** start Text **

# Study Notes on the basics of Inequality

By Gaurav Mohanty|Updated : December 17th, 2021

As you all are well aware, Inequality, whether coded or direct forms an important topic of the Reasoning Ability section. 2 questions can be asked from Direct inequality in the BBA & IPM Entrance Exam. Through This article, we are sharing important basics of Inequality.

Dear Aspirants,

Under this topic, a few statements are provided which provide the relationship between some variables, followed by some conclusions and you need to figure out which of the conclusions provided are in accordance with the statements and answer accordingly.
Before moving on to the types of questions that you may encounter under this topic, first, let us have a quick look over the meaning of different symbols.

** end Text **
** start Given data **

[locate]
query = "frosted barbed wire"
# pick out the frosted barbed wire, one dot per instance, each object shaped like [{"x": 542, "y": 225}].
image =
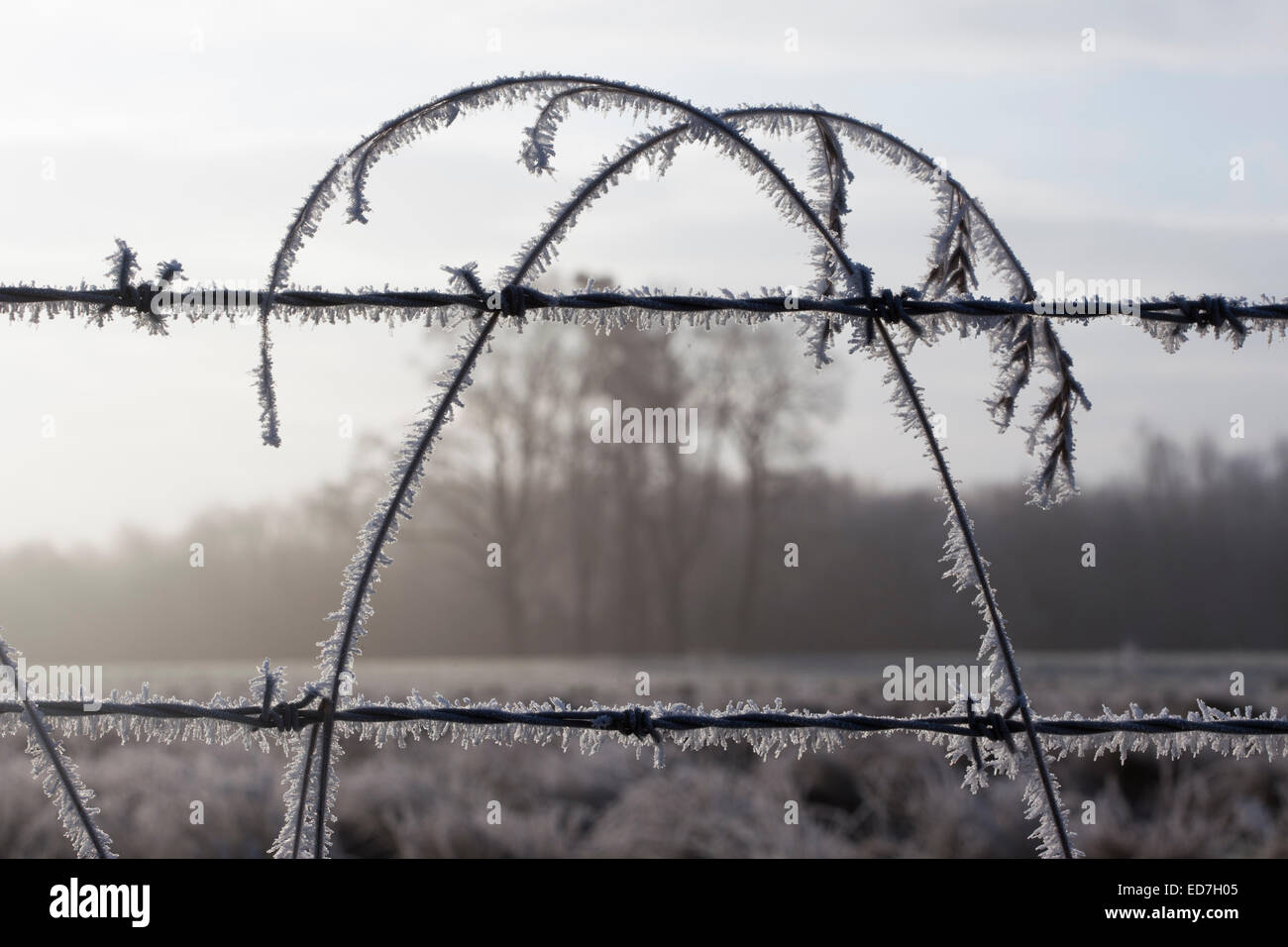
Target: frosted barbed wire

** end Given data **

* Stated goal A: According to the inequality study notes, how many questions can be asked from Direct inequality in the BBA & IPM Entrance Exam?
* Stated goal B: Carry the inequality study notes forward, starting right after their final sentence.

* Right answer A: Two questions.

* Right answer B:
Now, you may come across a number of conditions under this topic such as -

1. When the signs face in the same direction for all the given variables. For instance, for 3 variables, the following cases are possible -

• A > B > C - Here, A > B, B > C and A > C hold true
• A > B ≥ C - Here, A > B, B > C, B = C and A > C hold true (A ≥ C would be wrong)
• A ≥ B > C - Here A > B, A = B, A > C and B > C hold true
• A ≥ B ≥ C - Here A > B, A > C, B > C, A = B, B = C and A = C hold true
• A > B = C - Here A > B, A > C and B = C hold true
• A ≥ B = C - Here, A > B, A > C, B = C and A = C hold true
• A = B > C - Here, A = B, A > C and B > C hold true
• A = B ≥ C - Here, A > C, A = B, A = C, B > C and B = C hold true

2. When the sign among the given variables changes. A number of cases may be formed in this case. For instance,

• A > B < C - Here, A > B and C > B hold true. No relationship can be established between A and C.
• A ≥ B < C - Here following conclusions may be drawn -
(a) A > B and C > B hold true. No relationship can be established between A and C.
(b) C > B and C > A when  A = B hold true.
• A ≥ B ≤ C - Here, following conclusions may be drawn -
(a) A > B, C > B and no relationship can be established between A and C.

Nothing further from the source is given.